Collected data
============================================================

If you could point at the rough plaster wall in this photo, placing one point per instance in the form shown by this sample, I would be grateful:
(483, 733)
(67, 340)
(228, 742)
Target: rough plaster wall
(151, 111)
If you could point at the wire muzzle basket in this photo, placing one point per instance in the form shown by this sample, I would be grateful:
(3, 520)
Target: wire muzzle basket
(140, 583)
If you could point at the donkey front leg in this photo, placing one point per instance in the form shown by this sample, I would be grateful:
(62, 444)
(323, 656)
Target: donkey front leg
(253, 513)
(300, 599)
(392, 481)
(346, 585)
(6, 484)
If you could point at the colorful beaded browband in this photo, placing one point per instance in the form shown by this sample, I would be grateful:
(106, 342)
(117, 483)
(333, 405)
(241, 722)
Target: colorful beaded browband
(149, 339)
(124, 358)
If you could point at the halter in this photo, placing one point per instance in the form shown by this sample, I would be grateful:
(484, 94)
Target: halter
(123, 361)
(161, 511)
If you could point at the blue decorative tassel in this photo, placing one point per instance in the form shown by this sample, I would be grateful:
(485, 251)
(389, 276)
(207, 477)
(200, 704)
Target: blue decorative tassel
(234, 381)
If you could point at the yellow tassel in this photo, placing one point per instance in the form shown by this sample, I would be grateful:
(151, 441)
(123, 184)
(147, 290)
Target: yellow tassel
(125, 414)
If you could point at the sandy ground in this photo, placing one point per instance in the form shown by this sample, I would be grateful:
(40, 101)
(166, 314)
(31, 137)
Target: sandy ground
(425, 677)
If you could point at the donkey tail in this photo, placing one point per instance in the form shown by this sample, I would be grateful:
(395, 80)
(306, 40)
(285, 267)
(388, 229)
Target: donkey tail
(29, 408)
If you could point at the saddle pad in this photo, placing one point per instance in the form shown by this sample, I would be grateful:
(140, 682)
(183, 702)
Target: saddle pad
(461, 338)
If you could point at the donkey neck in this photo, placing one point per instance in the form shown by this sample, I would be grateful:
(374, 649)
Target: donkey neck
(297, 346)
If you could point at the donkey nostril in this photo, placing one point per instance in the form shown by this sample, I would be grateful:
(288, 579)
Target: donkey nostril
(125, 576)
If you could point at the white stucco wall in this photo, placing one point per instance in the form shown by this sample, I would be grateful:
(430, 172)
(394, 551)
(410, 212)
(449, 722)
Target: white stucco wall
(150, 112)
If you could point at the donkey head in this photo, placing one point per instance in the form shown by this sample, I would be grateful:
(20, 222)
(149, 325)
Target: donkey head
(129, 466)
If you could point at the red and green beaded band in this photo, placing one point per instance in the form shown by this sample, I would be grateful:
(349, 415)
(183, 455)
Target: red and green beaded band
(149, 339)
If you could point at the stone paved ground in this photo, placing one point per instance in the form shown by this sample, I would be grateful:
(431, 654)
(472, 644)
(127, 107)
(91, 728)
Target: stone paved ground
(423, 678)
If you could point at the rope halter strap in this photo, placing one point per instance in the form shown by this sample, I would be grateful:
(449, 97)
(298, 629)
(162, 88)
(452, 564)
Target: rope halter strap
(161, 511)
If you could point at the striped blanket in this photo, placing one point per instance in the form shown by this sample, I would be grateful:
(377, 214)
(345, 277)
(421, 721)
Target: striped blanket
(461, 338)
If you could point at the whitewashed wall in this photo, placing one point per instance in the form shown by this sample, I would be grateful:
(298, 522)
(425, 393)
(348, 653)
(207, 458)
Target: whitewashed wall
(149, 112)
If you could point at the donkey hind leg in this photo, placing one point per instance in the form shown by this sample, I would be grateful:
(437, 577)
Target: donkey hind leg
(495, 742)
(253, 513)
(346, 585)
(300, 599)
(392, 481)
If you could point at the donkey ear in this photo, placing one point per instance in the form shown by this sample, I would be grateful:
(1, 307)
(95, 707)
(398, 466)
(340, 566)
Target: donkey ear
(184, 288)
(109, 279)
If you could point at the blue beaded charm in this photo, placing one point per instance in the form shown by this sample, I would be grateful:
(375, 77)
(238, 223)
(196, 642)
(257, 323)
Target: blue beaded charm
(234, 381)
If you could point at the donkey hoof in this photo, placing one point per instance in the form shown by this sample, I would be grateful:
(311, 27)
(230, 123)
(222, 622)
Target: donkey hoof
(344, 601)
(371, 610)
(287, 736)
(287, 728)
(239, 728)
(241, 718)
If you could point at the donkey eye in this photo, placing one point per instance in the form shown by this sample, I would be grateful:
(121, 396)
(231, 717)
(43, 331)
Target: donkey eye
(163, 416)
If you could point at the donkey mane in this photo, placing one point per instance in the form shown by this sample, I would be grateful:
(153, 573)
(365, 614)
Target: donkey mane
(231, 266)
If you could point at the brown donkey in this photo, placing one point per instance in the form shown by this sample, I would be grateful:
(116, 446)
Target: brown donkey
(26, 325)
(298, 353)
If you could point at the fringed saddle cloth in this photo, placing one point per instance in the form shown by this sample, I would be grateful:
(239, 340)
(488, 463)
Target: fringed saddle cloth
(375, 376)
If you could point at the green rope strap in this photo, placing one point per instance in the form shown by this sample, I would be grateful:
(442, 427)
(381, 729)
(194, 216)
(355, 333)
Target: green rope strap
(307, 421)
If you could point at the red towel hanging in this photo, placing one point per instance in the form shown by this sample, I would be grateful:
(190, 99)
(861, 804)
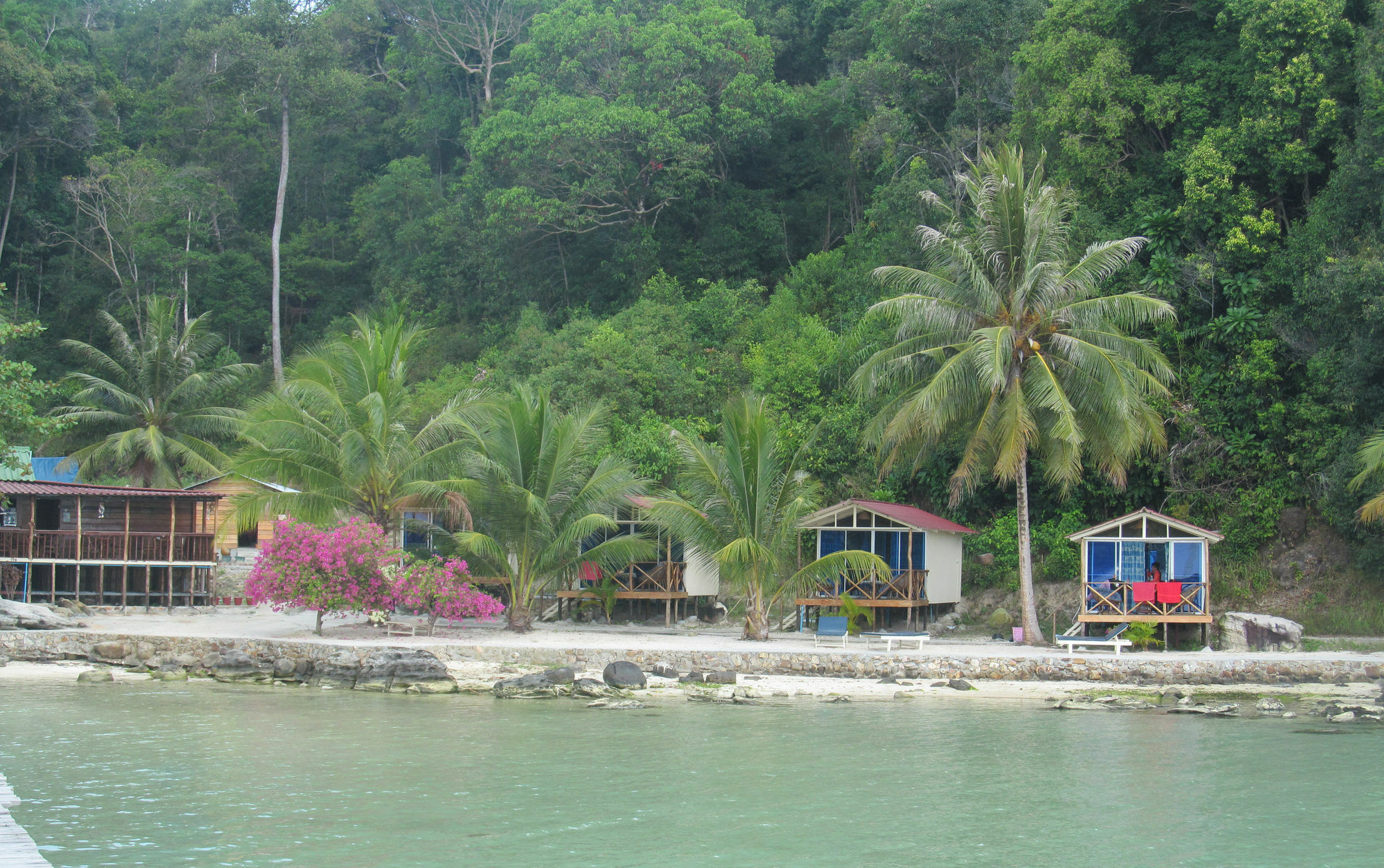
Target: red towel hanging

============================================================

■ Set task
Write out each entry exactly as given, omitting any picture.

■ Task result
If you could point at the rough plaster wall in this photo, placing one point per instance in the form shown by this sample, I would be grateful:
(483, 733)
(67, 340)
(228, 742)
Target: rough plaster wall
(151, 111)
If you could point at the wire muzzle basket in this photo, placing one point per instance in the form shown by this sample, I would be grateful:
(3, 520)
Target: wire muzzle basket
(140, 583)
If you could point at the donkey front leg in this photo, placing one point per instance in the form shown by this sample, I would be grateful:
(62, 444)
(323, 656)
Target: donkey front leg
(253, 513)
(300, 599)
(392, 481)
(346, 585)
(6, 484)
If you could point at the colorful beaded browband in this photo, placing one point per instance in the form shown by this sample, I would be grateful:
(106, 342)
(117, 483)
(333, 405)
(241, 722)
Target: colorful beaded browband
(149, 339)
(124, 358)
If you could point at the halter in this photo, placing one point per instance in the form shown by this sample, I would be grateful:
(484, 94)
Target: halter
(123, 361)
(161, 511)
If you could point at the blue decorative tassel in this photo, placing one point per instance in the form shown by this sample, I would be grateful:
(485, 251)
(389, 276)
(207, 477)
(200, 704)
Target: blue decorative tassel
(234, 381)
If you could point at the yellow tassel in this photo, placing one point per instance in the form shown by this sample, I would be grateful:
(151, 441)
(123, 184)
(147, 290)
Target: yellow tassel
(125, 414)
If you could point at the sandy ground in this photo, placing one point per instance in the form shown by this sample, I would be grateful:
(40, 101)
(166, 314)
(31, 137)
Target: sandy ground
(425, 677)
If you could point at the donkey tail in this photo, placing one point per instance in the form shown by this sample, I would be grateful:
(395, 80)
(306, 40)
(285, 267)
(388, 229)
Target: donkey tail
(29, 408)
If you could point at the saddle pad in this photo, placing one point per instance in the form shown by this sample, I would be grateful:
(140, 682)
(183, 702)
Target: saddle pad
(461, 338)
If you could point at the donkey neck in this photo, placing one point per instance in the form shown by this sample, I would be grateful:
(374, 649)
Target: donkey neck
(297, 346)
If you could point at the donkey nostril in this photo, placing one point per instance in the form shown by this sample, I would be grateful:
(288, 579)
Target: donkey nostril
(125, 576)
If you could point at the white stucco wall in this photo, placing one point per instance in the form shown by this sample, I would be grateful:
(430, 172)
(394, 551)
(410, 212)
(449, 722)
Target: white stucco wall
(150, 112)
If you could point at the donkey head in this photo, placing one point per instance in the form shown by this sample, I would be grateful:
(20, 222)
(149, 325)
Target: donkey head
(129, 466)
If you could point at the red and green beaded band in this photo, placing one point per instance in the form shown by this sample, I would be grateful:
(349, 415)
(183, 455)
Target: red and green beaded band
(149, 339)
If you could point at the stone paved ground in this photo, placing one point per instance in the form shown by this sample, I would be grateful:
(431, 654)
(472, 644)
(127, 107)
(91, 728)
Target: stone paved ground
(423, 678)
If you could point at the rope halter strap in this photo, placing one point per instance in the form shown by this sample, I would be grateful:
(449, 97)
(298, 629)
(162, 88)
(452, 564)
Target: rope halter strap
(161, 511)
If you could point at the striped blanket in this photo, placing one point per instance in the form shown by this sample, I would be grateful:
(377, 214)
(345, 277)
(421, 721)
Target: striped blanket
(461, 338)
If you could point at the whitewashed wall in this photo, placing one point per instance in the form shown by this sample, I would be grateful:
(298, 522)
(425, 393)
(348, 653)
(207, 458)
Target: whitewashed wall
(149, 112)
If you could point at the donkey hind leg in this photo, placing one point per instance in the form shown by this sample, I would be grateful:
(437, 577)
Target: donkey hind leg
(495, 742)
(253, 513)
(346, 585)
(300, 599)
(392, 481)
If you could point at the donkey ear in this photo, placing one point per instance in the form shown by this sample, I would be grateful:
(1, 307)
(95, 707)
(398, 466)
(340, 566)
Target: donkey ear
(184, 288)
(109, 279)
If you could point at the blue beaded charm in this photo, placing one point per instance in the form shown by this sample, I would be grateful:
(375, 77)
(238, 223)
(196, 642)
(257, 323)
Target: blue beaded charm
(234, 381)
If you could point at the donkey hoof in this photo, placing one point per instance in the form shown by this sample, I would be grateful:
(311, 27)
(230, 123)
(222, 622)
Target: donkey hoof
(344, 601)
(371, 610)
(287, 736)
(287, 728)
(239, 728)
(241, 718)
If you could point at the donkey eye in this photo, placing one point per instance in the form shown by this sample, I would be grateful:
(121, 396)
(231, 717)
(43, 331)
Target: donkey eye
(163, 416)
If you could point at the donkey mane in this photo, placing one point per instance in the form shown by this sample, I would be grateful:
(153, 573)
(365, 614)
Target: donkey mane
(231, 266)
If you could point at the brown donkey in this photo, placing one point per instance in the form shown by this sample, I would be grateful:
(116, 446)
Target: brown donkey
(26, 325)
(298, 353)
If you could point at the fringed saddle cloth in this photo, placing one point per instance in the form shown by this sample, I would be grateful:
(239, 340)
(488, 463)
Target: fringed saddle cloth
(375, 376)
If you could point at the green rope strap in this photo, placing one point per instance in the form shown by this sample, I would be grateful:
(442, 427)
(381, 729)
(194, 216)
(355, 333)
Target: green rope strap
(307, 421)
If you could point at the red towel hanging in this photo, placing one point per instance in the form shown by this sample, I would be grateful:
(190, 99)
(861, 804)
Target: red towel hanging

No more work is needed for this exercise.